►

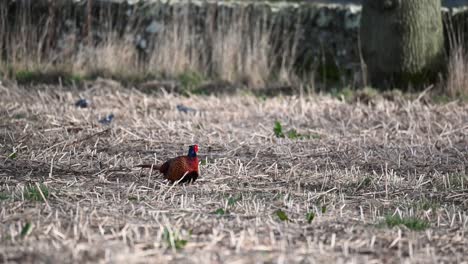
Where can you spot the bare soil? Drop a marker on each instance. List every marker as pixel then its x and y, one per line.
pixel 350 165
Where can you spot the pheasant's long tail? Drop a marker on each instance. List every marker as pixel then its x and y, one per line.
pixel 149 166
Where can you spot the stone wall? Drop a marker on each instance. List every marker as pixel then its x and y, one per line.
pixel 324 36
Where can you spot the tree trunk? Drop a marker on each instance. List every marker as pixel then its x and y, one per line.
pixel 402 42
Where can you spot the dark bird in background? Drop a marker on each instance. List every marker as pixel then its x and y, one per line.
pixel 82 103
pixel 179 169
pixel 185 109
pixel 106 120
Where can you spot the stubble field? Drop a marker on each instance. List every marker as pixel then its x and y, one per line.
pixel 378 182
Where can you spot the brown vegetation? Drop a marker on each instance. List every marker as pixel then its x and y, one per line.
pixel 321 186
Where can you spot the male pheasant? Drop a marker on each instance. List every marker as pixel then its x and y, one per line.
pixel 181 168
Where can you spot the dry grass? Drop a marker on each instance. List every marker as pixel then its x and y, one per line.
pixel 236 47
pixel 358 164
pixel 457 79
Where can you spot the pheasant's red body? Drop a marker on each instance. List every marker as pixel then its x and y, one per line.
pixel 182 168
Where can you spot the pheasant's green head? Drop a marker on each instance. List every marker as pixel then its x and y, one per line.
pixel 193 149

◄
►

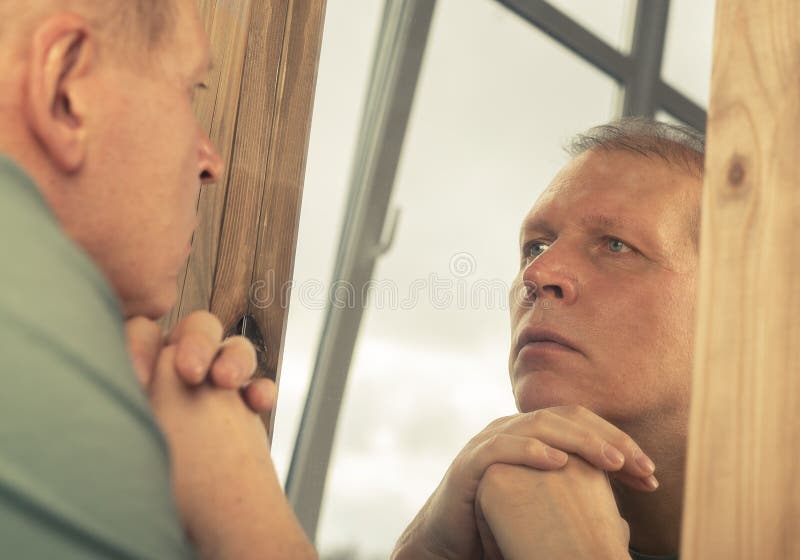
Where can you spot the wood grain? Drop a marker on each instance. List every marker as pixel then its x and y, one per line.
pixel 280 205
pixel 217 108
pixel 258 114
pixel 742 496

◄
►

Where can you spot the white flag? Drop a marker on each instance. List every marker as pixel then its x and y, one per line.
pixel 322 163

◄

Exercise description: Repeat word for word every line between the one containing "Where can you spot the pheasant's long" and the one containing "pixel 324 36", including both of those lines.

The result:
Where can you spot the pheasant's long tail? Drop a marker on each instance. List every marker as pixel then its x and y, one per line.
pixel 149 166
Where can you spot the stone wall? Drop a marker on each instance. List every marker as pixel then its x and y, one per line.
pixel 324 36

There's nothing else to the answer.